Being a Black parent who put two kids through public schools and on to college and whose nephew has been an unwilling guest of the State of Ohio penal system for nearly a decade, I'm kind of personally vested on the topic.

My bad.

Instead of a discussion of a vitally important subject, mostly what I'm read so far is little to nothing about the dehumanization of Black children and the preschool to prison pipeline; a complex and complicated issue that doesn't lend itself to glib one-liners and simplistic solutions like "public schools bad, private schools good."

I fail to see any sincere interest by the thread originator for Black children as anything but props for yet another in a long list of anti-public school/anti-government diatribes.

Somewhere there is a place where the matter of this misleading thread is being taken seriously and discussed seriously.

That place is not this place.

Then talk. Don't just criticize. What better place is there than a world-wide public forum? What have your own investigations revealed? For those of us without a vested interest in schools, and who are a different skin color or economic background (I don't have kids, and am a white middle-aged woman in the upper ranges of income) but who has and IS willing to help in my corner of the world, what positive steps can help humanize the experience? I know teachers, other than on a case-by-case situation, aren't the problem. I know there are terrific, hard-working principals who are doing the best they can for their school and students, and I personally have known district board members who want nothing more than the best for their schools. It's far too easy to generalize, as you say, and lay the blame at the feet of a group of people, but individually, they aren't the problem. Individual parents, teachers, principals, board of education members, and even legislators aren't the entire problem.

So what to do? Encourage (or insist) legislators raise taxes to pay top dollar for the best and brightest, or build more schools where they're needed and accept less money in our collective pockets to pay the price? Insist the system and unions remove the entire tenure system so educators can be held responsible for the product they put out? Come down harder on parents when they don't participate? Come down harder on students who don't participate? Tear down a union system that prevents even the willing from participating in fixing the problems? For example, I've offered to come in as a guest lecturer to high schools surrounding me, to discuss writing or being a paralegal to students. I'm a pretty darned good teacher, even though I'm not formally trained. But I was turned dow flat because a state requirement is that every person who "teaches" students must have a Bachelor's in education and a valid teaching certificate. No exceptions.

What a waste! What a travesty and a shame to exclude successful businessmen/women from teaching about real life industry.

Dehumanizing happens most often when individuals are treated as furniture, exceptions can't be made, and individuality is curtailed. One teacher for every 20 or 30 or 40 desks. One "unit" of sale in the textbook system. But how can you teach a million people a year without some standardized method? It would be impossible to do one-on-one teaching on a nationwide level.

Talk about specific examples you've seen, nighttimer. What different thing could have fixed something you've seen?

**INFORMATION PROVIDED**.
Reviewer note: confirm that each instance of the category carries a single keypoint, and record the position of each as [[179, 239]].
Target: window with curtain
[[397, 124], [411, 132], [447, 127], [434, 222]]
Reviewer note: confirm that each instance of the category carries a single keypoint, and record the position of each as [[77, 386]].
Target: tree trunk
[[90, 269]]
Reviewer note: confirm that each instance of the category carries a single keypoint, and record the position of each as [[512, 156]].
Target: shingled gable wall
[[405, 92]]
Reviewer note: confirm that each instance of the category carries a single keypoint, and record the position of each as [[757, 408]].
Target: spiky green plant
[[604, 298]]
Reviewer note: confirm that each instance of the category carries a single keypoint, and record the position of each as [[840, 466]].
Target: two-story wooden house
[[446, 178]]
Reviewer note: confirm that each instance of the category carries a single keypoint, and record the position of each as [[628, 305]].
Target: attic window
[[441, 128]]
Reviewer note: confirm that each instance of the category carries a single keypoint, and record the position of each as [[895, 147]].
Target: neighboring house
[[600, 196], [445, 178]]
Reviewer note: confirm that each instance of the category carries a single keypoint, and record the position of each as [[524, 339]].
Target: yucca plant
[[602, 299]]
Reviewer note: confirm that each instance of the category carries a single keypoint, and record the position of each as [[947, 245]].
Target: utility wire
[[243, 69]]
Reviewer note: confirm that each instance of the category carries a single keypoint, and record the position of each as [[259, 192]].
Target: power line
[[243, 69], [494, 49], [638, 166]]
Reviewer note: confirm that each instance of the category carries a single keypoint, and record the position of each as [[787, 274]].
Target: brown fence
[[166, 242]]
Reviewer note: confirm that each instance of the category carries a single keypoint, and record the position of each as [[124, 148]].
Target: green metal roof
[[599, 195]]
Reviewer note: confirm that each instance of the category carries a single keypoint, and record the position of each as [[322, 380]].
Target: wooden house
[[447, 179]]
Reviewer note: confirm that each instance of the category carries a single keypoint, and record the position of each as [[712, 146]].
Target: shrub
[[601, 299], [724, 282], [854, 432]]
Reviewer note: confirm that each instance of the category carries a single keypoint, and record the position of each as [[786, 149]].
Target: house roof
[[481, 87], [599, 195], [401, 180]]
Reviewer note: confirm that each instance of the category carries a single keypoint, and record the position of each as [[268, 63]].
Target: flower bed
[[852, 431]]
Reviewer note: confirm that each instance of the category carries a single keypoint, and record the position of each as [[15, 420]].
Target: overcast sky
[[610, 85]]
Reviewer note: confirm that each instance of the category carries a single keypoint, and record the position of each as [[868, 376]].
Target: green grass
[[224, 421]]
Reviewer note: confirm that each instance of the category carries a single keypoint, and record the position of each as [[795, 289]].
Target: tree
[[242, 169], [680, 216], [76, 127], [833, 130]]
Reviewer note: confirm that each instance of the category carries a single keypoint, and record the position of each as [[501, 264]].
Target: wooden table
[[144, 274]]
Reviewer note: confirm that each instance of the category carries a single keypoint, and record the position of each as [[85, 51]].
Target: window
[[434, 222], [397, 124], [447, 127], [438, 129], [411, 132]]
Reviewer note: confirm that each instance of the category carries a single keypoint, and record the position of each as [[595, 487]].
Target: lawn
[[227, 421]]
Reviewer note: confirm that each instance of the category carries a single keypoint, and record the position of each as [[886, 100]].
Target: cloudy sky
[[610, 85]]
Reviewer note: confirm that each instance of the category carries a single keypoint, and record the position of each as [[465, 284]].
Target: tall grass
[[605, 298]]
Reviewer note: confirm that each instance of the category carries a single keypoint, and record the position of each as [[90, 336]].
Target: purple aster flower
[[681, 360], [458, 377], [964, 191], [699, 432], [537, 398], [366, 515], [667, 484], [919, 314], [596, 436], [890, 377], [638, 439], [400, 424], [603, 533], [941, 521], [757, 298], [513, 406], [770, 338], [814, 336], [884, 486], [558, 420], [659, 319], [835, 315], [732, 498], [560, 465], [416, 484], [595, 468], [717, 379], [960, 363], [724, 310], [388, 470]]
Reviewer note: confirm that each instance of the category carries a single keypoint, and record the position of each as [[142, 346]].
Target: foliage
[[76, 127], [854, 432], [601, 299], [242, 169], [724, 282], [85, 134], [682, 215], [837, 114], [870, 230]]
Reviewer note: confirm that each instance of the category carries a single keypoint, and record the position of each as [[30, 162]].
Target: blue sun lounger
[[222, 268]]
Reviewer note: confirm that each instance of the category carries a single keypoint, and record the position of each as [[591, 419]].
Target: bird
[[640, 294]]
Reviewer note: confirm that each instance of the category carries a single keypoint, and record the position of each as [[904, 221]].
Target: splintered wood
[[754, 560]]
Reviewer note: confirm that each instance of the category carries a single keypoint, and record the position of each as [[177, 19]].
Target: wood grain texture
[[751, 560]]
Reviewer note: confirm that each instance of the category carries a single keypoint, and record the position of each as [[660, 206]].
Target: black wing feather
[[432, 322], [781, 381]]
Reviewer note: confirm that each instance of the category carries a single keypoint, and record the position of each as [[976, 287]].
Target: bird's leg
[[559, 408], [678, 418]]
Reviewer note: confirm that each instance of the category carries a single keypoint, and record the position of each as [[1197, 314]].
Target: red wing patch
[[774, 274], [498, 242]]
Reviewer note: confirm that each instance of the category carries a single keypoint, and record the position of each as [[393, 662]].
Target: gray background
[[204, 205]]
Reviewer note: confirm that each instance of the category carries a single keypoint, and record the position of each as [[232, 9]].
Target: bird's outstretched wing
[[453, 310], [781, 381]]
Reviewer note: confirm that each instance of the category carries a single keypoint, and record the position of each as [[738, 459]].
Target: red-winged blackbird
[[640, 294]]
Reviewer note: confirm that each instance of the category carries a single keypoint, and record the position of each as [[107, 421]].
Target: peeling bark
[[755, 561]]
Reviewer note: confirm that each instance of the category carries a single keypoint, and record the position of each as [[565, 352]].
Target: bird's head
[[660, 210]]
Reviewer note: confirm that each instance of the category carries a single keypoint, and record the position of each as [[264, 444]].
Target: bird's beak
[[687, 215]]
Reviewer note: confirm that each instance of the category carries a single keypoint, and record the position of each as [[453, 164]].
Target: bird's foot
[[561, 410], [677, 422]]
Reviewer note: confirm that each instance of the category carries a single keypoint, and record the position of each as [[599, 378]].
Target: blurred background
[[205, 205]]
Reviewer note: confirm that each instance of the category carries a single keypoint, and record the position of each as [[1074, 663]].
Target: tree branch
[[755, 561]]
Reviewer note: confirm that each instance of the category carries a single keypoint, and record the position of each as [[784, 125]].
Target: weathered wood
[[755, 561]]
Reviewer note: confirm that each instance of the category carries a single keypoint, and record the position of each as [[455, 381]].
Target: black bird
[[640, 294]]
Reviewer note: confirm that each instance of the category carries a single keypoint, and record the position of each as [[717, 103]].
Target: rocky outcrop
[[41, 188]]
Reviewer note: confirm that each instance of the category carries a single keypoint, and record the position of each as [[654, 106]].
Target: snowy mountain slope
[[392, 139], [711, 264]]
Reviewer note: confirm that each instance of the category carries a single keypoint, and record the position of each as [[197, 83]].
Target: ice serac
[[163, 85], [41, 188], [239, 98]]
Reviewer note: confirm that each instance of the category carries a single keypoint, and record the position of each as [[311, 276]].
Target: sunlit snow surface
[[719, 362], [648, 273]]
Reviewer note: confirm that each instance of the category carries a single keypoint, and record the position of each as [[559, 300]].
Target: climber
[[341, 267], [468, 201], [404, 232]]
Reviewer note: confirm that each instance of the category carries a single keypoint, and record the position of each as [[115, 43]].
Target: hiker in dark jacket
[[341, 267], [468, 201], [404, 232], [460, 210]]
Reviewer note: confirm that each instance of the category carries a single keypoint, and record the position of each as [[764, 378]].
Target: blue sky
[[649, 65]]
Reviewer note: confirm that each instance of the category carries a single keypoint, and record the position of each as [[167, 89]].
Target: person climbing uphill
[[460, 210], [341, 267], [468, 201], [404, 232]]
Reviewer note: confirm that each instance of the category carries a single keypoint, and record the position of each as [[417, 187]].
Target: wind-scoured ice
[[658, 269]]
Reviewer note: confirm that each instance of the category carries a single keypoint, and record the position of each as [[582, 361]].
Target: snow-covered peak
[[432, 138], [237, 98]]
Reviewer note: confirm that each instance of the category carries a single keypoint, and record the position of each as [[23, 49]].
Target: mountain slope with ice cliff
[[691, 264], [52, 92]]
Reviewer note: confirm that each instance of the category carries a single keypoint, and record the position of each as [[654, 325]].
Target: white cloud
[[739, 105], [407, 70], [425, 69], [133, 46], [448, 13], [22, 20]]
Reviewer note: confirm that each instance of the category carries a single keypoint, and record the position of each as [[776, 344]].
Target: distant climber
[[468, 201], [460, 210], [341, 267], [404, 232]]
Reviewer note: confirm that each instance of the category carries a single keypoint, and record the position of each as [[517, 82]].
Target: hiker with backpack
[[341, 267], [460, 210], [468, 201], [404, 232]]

**TASK DIRECTIONS**.
In the forum excerpt on Black children and schools, what requirement kept the poster who offered to guest lecture at nearby high schools from doing so?

**RESULT OF THE TASK**.
A state requirement that every person who teaches students must have a Bachelor's in education and a valid teaching certificate.